(PROBLEM DETAILS): Output every line of the records below as a JSON list of strings, one string per line, with blank lines and pictures left out.

(RAW RECORDS):
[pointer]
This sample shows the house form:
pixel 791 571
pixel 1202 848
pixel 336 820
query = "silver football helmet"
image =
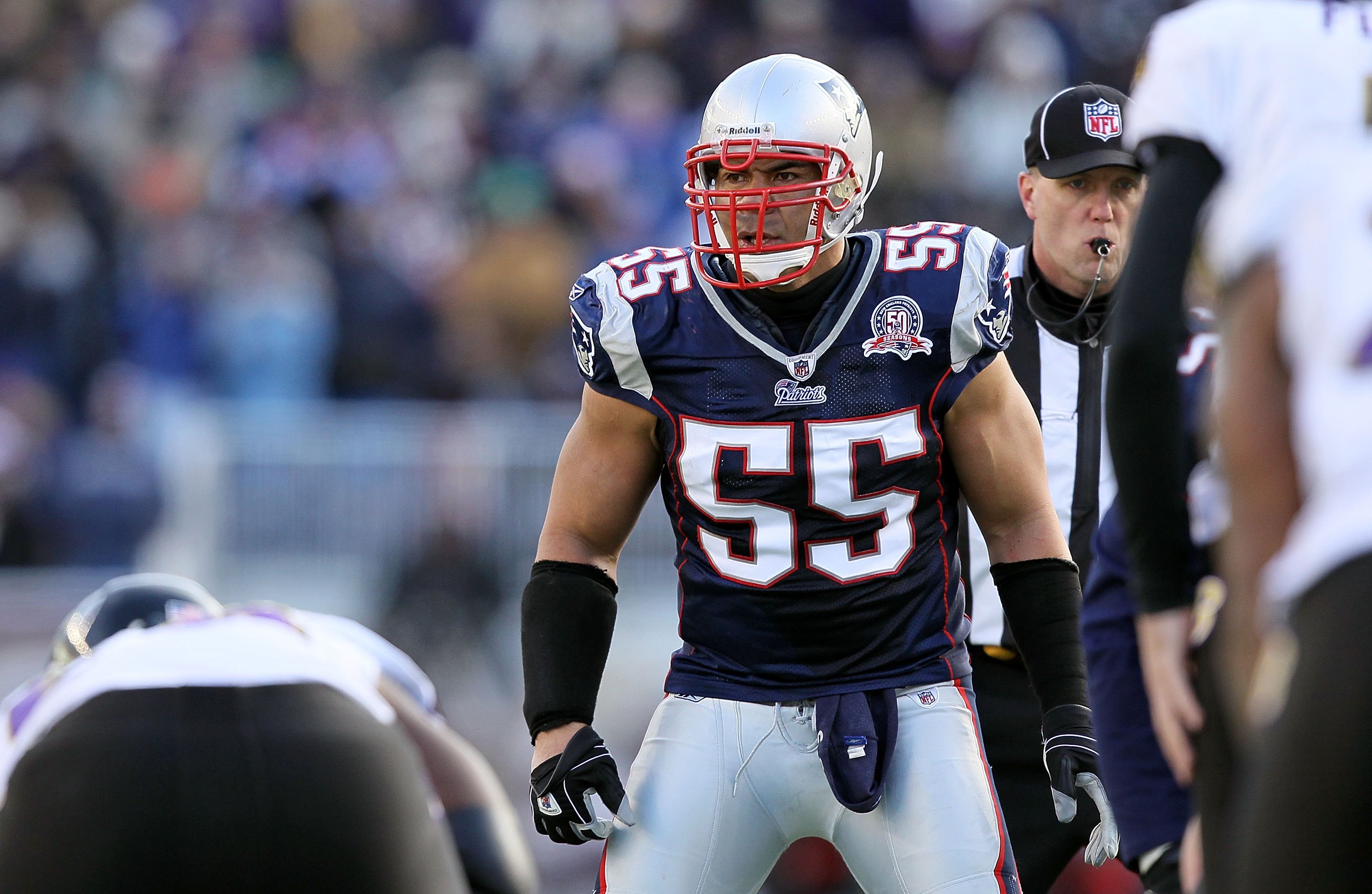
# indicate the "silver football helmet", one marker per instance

(COMPLETE OUTPUT):
[
  "[pointer]",
  "This sample shows the house form:",
  "pixel 791 571",
  "pixel 1202 848",
  "pixel 336 820",
  "query = \"silver football helmet\"",
  "image =",
  "# indicate the \"silver football helmet\", one marker per instance"
]